Object position labeling entries:

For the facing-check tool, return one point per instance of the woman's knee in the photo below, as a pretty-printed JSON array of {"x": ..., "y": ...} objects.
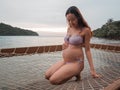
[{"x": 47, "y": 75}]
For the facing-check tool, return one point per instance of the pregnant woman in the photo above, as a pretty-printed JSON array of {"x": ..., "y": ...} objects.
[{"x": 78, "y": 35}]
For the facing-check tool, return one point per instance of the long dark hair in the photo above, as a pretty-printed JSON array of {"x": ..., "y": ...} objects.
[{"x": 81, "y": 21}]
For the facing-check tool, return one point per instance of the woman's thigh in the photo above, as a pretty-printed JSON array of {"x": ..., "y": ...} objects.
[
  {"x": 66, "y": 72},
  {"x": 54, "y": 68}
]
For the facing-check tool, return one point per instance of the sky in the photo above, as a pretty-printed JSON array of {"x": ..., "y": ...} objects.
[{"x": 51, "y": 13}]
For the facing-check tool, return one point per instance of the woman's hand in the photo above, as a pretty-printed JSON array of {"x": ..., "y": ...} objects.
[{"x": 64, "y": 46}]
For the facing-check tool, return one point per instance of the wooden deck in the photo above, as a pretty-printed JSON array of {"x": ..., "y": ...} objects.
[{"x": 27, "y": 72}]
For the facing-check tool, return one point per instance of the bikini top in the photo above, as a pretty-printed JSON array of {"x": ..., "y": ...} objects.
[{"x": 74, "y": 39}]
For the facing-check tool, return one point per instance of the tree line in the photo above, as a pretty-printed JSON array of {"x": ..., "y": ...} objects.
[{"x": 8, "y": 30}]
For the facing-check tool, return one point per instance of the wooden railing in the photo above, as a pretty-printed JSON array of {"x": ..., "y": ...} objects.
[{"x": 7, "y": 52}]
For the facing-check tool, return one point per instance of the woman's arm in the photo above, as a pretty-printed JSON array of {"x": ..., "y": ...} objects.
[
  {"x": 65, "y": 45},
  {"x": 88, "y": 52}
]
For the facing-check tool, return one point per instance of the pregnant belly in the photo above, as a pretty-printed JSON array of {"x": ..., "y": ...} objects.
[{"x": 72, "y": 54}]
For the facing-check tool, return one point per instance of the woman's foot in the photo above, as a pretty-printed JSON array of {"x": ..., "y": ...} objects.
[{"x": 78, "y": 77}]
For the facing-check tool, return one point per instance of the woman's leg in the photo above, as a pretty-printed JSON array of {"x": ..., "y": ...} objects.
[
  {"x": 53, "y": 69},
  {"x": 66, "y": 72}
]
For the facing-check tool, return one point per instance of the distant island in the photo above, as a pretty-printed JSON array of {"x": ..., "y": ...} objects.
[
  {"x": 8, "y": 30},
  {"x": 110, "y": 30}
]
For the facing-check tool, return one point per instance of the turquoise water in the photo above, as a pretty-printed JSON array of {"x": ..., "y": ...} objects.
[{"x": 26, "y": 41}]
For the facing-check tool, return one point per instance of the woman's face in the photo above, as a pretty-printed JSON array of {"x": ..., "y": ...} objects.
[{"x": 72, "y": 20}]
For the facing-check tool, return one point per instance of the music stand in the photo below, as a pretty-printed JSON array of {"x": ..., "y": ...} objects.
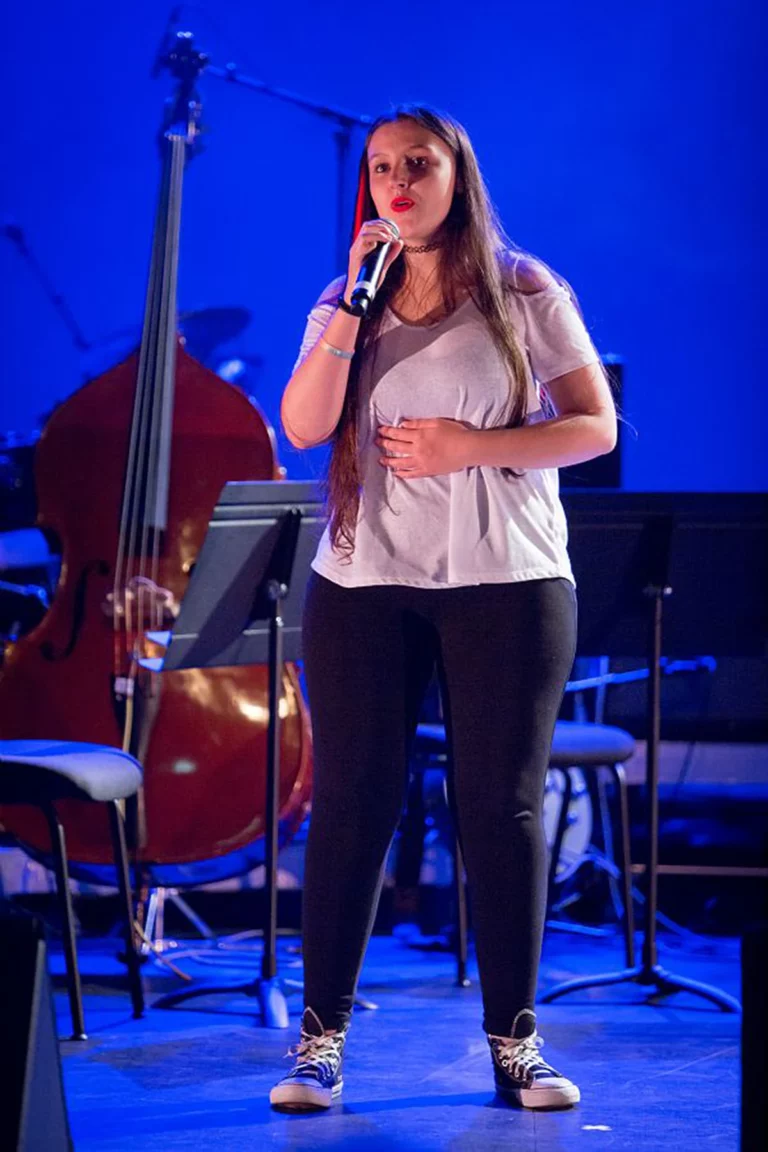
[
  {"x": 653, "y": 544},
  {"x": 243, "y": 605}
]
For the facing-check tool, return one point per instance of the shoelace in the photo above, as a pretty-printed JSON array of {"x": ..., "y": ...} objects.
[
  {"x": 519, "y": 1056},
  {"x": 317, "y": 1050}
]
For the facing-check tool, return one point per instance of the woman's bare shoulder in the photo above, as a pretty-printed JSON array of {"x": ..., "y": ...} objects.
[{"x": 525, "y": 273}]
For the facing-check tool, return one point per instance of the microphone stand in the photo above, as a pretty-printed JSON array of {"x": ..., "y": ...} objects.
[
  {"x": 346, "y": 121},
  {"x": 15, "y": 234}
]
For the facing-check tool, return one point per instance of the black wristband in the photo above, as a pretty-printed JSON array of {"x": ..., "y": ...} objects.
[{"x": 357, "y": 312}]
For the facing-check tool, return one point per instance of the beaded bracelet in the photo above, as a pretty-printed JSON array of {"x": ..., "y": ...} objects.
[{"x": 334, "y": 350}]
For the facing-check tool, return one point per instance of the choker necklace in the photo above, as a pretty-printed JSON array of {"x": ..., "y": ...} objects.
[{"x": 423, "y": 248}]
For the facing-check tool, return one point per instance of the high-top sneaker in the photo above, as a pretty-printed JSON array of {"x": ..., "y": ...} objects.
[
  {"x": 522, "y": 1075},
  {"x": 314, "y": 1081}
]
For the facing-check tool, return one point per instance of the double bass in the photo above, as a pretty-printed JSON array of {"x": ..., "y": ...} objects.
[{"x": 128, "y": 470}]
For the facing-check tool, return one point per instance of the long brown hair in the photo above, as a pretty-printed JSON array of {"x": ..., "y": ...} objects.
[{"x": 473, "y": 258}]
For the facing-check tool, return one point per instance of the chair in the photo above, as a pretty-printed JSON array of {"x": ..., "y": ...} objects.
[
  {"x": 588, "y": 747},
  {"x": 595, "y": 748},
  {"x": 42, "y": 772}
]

...

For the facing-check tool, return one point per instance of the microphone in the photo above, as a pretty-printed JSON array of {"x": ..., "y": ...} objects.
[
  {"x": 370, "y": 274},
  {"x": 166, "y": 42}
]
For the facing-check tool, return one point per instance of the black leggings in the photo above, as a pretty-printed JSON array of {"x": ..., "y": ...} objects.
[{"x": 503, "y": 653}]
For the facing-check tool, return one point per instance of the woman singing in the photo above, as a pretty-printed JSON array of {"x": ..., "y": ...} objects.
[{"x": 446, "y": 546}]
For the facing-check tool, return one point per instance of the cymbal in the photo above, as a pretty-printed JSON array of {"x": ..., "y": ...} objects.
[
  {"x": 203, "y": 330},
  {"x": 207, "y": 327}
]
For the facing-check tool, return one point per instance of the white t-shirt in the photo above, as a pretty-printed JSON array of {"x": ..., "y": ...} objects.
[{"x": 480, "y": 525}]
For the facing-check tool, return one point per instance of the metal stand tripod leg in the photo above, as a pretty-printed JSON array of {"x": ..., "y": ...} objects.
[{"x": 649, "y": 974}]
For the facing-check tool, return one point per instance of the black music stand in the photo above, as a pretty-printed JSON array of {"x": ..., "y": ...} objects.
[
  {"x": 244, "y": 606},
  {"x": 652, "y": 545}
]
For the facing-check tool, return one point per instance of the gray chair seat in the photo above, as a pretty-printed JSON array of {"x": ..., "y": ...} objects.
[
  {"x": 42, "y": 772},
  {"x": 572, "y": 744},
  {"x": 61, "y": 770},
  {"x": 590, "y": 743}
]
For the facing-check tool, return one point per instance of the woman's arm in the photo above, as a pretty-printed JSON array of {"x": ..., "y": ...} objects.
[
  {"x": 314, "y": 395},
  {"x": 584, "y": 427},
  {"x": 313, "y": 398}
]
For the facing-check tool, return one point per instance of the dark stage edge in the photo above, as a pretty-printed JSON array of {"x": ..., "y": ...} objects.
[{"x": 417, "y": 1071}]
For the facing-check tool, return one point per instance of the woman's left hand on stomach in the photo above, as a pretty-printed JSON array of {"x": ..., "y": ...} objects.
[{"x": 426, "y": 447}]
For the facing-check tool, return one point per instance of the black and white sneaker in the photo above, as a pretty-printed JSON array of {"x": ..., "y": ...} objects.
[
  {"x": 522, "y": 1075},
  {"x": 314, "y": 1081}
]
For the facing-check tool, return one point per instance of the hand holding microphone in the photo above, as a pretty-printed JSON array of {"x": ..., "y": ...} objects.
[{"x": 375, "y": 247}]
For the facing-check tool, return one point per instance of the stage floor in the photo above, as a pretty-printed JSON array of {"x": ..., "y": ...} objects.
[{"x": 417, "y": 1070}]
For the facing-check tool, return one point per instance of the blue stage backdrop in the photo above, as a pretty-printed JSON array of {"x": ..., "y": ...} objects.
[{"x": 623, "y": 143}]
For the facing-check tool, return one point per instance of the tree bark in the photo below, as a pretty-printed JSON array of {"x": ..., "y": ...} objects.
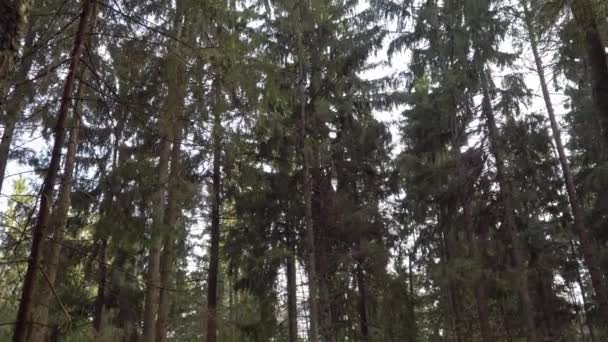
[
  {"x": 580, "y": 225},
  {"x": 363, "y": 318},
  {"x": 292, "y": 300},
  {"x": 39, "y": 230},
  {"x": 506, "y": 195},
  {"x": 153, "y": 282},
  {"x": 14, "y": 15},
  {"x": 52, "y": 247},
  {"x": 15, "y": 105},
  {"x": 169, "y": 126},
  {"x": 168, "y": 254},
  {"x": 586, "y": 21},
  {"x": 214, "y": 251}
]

---

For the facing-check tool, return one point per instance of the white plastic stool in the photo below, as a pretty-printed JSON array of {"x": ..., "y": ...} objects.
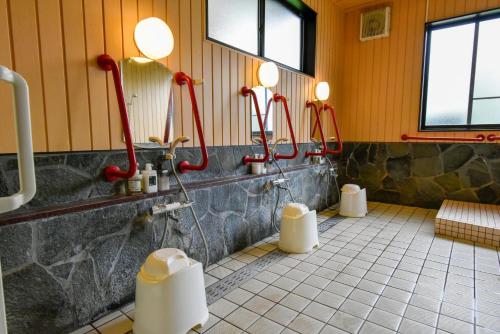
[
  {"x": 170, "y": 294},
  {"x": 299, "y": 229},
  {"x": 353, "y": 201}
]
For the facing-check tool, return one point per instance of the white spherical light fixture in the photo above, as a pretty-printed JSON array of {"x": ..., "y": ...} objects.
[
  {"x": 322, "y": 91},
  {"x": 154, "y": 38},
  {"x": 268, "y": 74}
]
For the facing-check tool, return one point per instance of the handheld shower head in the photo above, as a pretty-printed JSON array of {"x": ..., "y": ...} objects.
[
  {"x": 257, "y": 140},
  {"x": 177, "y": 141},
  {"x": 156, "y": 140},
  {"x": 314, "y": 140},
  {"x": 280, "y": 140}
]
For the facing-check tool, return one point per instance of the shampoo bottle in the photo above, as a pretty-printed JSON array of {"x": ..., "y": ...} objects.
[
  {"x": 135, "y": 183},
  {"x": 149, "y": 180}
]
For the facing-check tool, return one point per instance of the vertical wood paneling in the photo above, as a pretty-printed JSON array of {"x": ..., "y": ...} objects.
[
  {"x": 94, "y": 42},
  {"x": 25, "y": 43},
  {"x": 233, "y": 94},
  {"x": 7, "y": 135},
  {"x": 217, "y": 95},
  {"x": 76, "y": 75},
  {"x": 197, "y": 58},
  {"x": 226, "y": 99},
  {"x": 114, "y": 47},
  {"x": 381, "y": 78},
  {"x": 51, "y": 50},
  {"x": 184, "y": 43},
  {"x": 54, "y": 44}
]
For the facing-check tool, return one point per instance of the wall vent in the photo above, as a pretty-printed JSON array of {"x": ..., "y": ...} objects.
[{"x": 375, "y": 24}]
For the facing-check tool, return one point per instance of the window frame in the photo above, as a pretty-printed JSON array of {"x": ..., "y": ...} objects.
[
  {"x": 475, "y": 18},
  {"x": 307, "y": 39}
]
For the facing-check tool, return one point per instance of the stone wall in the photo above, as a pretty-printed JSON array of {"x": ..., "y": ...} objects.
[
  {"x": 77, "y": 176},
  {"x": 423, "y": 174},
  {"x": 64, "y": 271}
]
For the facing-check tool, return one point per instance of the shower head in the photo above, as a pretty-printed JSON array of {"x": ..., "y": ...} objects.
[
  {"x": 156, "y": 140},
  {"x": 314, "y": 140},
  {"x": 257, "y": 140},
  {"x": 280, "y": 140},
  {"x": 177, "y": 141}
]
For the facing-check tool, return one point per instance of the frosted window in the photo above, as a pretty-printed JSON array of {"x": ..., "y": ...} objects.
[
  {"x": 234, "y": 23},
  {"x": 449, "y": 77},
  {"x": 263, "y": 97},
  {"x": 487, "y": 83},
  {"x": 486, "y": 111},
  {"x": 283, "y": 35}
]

* _Your objective_
Please count the lines in the material above that contain the string "below", matching case exactly, and reply with only the number.

* _Solved problem_
4